§ Entries provided
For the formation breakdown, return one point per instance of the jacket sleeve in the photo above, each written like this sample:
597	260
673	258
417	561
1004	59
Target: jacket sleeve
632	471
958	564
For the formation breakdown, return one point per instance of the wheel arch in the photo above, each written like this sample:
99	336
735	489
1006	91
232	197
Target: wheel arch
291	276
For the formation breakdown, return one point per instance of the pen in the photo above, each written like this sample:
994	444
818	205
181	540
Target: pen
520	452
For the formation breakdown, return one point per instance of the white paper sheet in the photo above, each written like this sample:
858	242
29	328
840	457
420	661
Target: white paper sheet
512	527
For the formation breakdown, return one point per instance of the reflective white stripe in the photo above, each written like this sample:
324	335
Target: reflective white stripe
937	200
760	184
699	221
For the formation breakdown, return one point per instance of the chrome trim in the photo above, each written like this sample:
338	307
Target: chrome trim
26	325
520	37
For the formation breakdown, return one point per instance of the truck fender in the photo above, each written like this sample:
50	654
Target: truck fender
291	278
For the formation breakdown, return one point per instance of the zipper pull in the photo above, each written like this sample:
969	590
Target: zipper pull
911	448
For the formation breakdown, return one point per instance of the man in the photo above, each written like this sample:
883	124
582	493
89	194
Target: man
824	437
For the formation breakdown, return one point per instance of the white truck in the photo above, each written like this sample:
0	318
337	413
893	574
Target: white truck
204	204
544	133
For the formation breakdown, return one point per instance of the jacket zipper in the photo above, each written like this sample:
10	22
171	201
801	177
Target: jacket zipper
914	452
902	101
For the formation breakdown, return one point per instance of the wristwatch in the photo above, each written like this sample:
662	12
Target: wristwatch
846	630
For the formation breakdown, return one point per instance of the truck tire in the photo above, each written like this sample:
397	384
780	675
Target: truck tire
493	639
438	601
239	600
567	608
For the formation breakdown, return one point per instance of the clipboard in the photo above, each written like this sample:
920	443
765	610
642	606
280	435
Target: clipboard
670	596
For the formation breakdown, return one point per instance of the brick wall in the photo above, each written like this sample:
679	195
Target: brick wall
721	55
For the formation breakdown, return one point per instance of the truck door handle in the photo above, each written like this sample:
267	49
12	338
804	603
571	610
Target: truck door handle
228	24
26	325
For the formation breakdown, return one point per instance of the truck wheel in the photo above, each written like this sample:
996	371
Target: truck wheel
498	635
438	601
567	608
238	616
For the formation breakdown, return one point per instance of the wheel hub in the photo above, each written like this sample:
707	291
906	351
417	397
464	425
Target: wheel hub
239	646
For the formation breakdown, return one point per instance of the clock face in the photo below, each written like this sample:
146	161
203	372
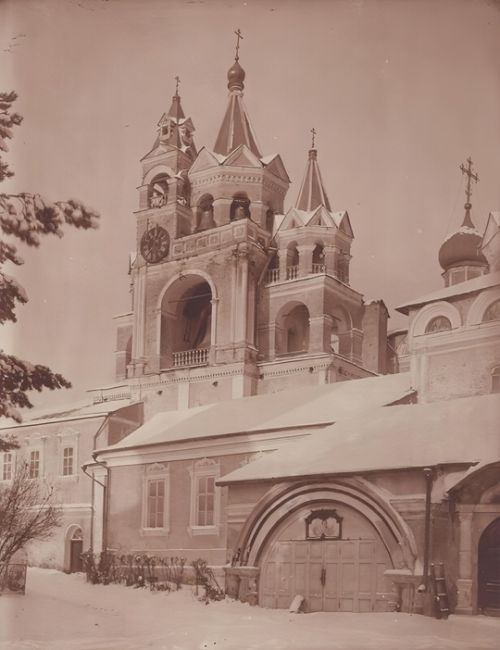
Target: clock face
155	244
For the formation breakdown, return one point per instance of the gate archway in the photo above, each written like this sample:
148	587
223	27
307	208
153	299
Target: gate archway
489	569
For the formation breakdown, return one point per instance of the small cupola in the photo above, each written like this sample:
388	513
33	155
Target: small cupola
460	255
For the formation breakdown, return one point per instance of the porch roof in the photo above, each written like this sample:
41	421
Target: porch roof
459	431
290	409
459	289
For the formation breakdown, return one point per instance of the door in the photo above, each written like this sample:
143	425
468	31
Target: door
340	575
76	551
489	569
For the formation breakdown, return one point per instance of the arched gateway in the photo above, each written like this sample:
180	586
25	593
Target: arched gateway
330	543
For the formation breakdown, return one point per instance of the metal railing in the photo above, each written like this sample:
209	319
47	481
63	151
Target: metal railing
189	358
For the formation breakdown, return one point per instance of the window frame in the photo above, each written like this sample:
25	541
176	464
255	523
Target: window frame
203	469
73	461
11	465
68	438
31	451
155	472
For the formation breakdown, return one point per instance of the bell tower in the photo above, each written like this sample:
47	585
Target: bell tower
204	229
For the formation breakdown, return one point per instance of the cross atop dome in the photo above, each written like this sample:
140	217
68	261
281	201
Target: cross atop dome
236	129
312	191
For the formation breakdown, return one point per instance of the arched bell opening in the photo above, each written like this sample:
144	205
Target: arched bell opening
318	259
158	191
240	207
205	213
341	333
186	323
489	569
342	266
292	261
270	220
292	330
273	271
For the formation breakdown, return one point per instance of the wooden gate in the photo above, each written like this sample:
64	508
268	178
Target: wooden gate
76	550
340	575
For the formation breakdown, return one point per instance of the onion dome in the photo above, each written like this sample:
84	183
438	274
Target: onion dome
235	77
462	247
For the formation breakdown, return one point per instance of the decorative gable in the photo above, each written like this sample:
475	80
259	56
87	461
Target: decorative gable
242	157
204	160
274	164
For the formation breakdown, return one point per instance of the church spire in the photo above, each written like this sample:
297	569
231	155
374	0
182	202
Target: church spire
174	129
236	129
467	222
312	192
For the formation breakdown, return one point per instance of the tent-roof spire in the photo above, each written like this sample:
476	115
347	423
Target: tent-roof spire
312	191
236	129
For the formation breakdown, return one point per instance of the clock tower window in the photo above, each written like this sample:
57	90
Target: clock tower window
240	207
205	213
186	324
158	191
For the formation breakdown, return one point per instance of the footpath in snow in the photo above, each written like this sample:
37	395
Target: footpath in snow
63	612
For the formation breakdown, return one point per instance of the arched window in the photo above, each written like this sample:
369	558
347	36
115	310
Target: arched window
318	263
158	191
493	312
292	261
186	323
240	207
273	273
205	213
293	330
438	324
341	333
270	220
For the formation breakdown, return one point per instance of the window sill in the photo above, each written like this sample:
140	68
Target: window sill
203	530
154	532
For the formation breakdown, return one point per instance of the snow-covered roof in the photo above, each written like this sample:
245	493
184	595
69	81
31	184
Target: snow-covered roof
396	437
74	412
291	409
469	286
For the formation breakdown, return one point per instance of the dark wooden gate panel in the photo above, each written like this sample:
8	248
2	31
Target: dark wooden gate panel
343	575
489	569
76	551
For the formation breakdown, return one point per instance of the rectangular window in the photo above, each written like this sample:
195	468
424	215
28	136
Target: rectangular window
205	500
156	503
35	464
68	458
7	466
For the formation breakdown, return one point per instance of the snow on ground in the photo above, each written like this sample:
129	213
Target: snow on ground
63	612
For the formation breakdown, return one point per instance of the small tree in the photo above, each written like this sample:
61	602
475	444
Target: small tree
26	216
27	512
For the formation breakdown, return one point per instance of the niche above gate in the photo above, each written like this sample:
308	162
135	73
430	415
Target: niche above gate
323	524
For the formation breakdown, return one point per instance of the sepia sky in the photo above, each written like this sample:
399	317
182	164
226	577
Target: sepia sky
399	92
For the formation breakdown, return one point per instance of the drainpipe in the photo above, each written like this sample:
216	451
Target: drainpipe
106	502
94	480
270	252
428	475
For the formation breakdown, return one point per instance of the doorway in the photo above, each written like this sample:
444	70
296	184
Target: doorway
76	550
489	570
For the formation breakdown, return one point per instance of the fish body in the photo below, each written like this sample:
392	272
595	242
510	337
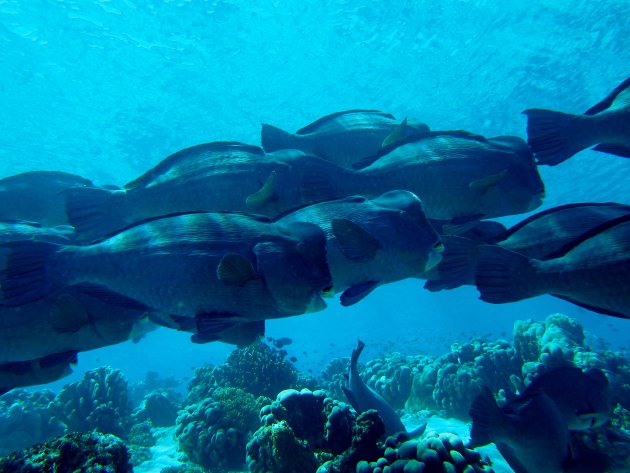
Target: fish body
582	397
373	242
555	136
363	398
66	320
37	196
529	432
23	230
458	176
39	371
222	176
344	137
226	267
592	273
542	236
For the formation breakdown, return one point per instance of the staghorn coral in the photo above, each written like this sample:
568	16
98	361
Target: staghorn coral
98	402
25	420
93	452
443	453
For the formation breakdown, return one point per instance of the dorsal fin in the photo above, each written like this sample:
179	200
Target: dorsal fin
513	229
412	139
171	161
311	128
563	250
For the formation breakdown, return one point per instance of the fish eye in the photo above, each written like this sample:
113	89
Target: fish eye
439	247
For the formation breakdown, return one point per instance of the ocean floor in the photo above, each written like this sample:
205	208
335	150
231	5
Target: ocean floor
165	452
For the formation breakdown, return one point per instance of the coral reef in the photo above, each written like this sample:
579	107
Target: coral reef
98	402
391	376
214	432
335	375
24	420
561	341
152	381
443	453
259	369
307	431
158	408
93	452
451	381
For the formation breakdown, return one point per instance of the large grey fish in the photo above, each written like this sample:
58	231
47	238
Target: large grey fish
593	272
343	137
223	268
363	398
555	136
458	176
529	431
36	196
221	176
542	236
12	230
582	397
43	370
66	320
373	242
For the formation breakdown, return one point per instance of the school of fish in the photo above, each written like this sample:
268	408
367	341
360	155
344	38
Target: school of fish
219	237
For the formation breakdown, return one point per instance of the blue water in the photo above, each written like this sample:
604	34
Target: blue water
107	89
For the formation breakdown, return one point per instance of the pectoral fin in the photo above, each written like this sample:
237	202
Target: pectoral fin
356	243
235	270
485	183
396	134
263	196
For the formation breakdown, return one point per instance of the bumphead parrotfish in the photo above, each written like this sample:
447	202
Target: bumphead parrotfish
226	268
593	272
373	242
343	138
220	176
555	136
36	196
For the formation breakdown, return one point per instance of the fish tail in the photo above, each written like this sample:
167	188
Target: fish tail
356	353
552	136
95	212
503	275
457	266
273	138
26	277
486	416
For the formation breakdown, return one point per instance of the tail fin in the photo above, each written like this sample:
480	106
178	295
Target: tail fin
552	135
354	359
457	266
25	278
504	276
274	139
95	212
486	416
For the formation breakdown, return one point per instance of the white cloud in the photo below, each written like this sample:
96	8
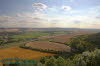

§ What the task requires
Copy out every line in the listing above that contains the string "cross". Case matters.

§ The result
For the formation breakdown, return one point per instance of the cross atop dome in the photo above, each written like this sample:
Target: cross atop dome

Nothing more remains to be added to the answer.